Please reproduce the full listing exactly, with nothing added.

- - - -

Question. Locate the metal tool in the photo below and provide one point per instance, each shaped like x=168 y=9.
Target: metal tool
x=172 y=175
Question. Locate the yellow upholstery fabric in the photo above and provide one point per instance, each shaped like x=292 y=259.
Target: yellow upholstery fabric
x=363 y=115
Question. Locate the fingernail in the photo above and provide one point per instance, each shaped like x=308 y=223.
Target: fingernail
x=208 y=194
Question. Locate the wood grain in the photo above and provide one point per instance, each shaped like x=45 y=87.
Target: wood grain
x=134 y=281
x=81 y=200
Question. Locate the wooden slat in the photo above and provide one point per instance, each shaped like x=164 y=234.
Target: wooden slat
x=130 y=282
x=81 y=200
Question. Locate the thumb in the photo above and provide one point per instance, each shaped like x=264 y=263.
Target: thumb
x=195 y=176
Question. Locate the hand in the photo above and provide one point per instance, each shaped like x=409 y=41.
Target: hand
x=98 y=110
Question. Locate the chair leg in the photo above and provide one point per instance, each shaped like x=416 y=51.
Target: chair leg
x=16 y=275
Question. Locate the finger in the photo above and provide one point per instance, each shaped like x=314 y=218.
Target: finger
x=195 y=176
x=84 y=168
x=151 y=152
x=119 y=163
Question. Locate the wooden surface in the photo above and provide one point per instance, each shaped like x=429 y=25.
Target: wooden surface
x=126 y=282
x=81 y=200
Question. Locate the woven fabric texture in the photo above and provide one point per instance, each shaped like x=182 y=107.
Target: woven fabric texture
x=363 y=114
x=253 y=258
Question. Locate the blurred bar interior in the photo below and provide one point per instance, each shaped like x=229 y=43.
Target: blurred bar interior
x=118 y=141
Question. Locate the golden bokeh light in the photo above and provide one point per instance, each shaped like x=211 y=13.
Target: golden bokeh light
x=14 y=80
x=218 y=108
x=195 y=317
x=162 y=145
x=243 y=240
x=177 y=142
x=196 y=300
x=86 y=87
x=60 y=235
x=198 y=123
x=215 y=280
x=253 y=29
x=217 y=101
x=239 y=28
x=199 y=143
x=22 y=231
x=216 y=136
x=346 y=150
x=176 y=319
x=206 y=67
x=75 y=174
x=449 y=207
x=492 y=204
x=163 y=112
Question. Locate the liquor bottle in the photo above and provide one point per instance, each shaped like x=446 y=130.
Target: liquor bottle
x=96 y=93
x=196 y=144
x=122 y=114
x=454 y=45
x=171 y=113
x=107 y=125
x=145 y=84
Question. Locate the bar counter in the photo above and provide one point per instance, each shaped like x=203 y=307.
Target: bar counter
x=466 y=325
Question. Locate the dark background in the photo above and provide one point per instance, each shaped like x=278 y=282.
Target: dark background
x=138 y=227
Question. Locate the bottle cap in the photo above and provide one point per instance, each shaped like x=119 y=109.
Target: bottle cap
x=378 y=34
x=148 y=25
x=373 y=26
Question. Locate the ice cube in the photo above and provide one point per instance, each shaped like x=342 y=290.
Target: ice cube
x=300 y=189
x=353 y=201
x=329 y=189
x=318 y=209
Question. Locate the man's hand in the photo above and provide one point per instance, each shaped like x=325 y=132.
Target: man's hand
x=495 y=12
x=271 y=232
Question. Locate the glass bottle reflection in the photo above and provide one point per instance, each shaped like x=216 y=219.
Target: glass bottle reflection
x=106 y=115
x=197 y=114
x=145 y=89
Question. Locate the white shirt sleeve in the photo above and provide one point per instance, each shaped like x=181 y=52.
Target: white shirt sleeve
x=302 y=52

- - - -

SOLUTION =>
Question. Locate the metal tool in the photo below and provide one point per instance, each shaped like x=168 y=9.
Target: metal tool
x=172 y=175
Question. Locate the yellow upholstery fabric in the photo above and provide one point per instance, each shaped like x=292 y=259.
Target: yellow upholstery fabric
x=363 y=115
Question. Locate the fingernail in the photo above and provide one point per instance, each shaped like x=308 y=223.
Target: fingernail
x=208 y=194
Question. Locate the wood grain in the photo above and provide one point per instance, each shaped like x=45 y=87.
Target: wood grain
x=134 y=281
x=81 y=200
Question. Locate the wooden slat in the photo above and provide one point per instance, each shaped like x=164 y=234.
Target: wooden slat
x=130 y=282
x=81 y=200
Question. Locate the thumb in the photo above and provide one point per instance, each shaped like x=264 y=263.
Target: thumb
x=195 y=176
Question. Locate the hand in the photo above and provide one point per instance, each shaped like x=409 y=41.
Target: hand
x=98 y=110
Question. Locate the chair leg in the photo above and provide one point per instance, each shaped like x=416 y=51.
Target: chair leg
x=16 y=275
Question. Locate the finger in the photo above and provide one point per instance, each shaped like x=314 y=218.
Target: finger
x=195 y=176
x=84 y=168
x=151 y=152
x=119 y=163
Question. Locate the wooden surface in the photo above and provide one point per instance, each shaped like x=429 y=25.
Target: wooden surface
x=126 y=282
x=81 y=200
Question. Locate the woven fabric texture in the photo above and provide one point per instance, each shaped like x=182 y=107.
Target: woven fabric texture
x=363 y=114
x=253 y=258
Question. Locate the blurred bar interior in the photo below and provide one point per instance, each shaped like x=229 y=43.
Target: blurred bar interior
x=118 y=141
Question. Locate the golden bokeh light in the photo above and provide one point per instance, each shaped like x=211 y=13.
Target: golden bokeh light
x=14 y=80
x=218 y=108
x=195 y=317
x=162 y=145
x=243 y=240
x=177 y=142
x=196 y=300
x=86 y=87
x=60 y=235
x=198 y=123
x=215 y=280
x=253 y=29
x=217 y=101
x=239 y=28
x=199 y=143
x=22 y=231
x=216 y=136
x=346 y=150
x=176 y=319
x=206 y=67
x=75 y=174
x=449 y=207
x=492 y=204
x=163 y=112
Question. Locate the liquor bottle in the photo above and provide one point per instance, each shaped like x=446 y=130.
Target: liquor bottle
x=96 y=93
x=196 y=144
x=122 y=114
x=454 y=45
x=171 y=113
x=107 y=125
x=145 y=84
Question. Locate the bar counter in the photo above and provide one point per instance, each shaped like x=203 y=307.
Target: bar counter
x=466 y=325
Question. Locate the dark background in the photo above and provide one point per instance, each shaped like x=278 y=282.
Target: dark background
x=138 y=227
Question. Locate the bottle cap in the photo above and provide one point per instance, each shaped like x=119 y=109.
Target: bottle cap
x=378 y=34
x=148 y=25
x=373 y=26
Question. Locate the ice cube in the photo above and provide one point per instance, each shaped like x=342 y=290.
Target: ice cube
x=300 y=189
x=353 y=201
x=329 y=189
x=318 y=209
Question. Locate the man's hand in the photo above and provide one point per instance, each shaped like x=325 y=132.
Target: man's hand
x=495 y=12
x=271 y=232
Question. Locate the glass bottle reflection in the photo above and provide one point per instance, each shaped like x=216 y=219.
Target: glass bottle reflection
x=106 y=115
x=197 y=114
x=145 y=89
Question. Locate the white shirt sleeve in the photo above and provide one point per instance, each shaped like x=181 y=52.
Target: white shirt sleeve
x=302 y=52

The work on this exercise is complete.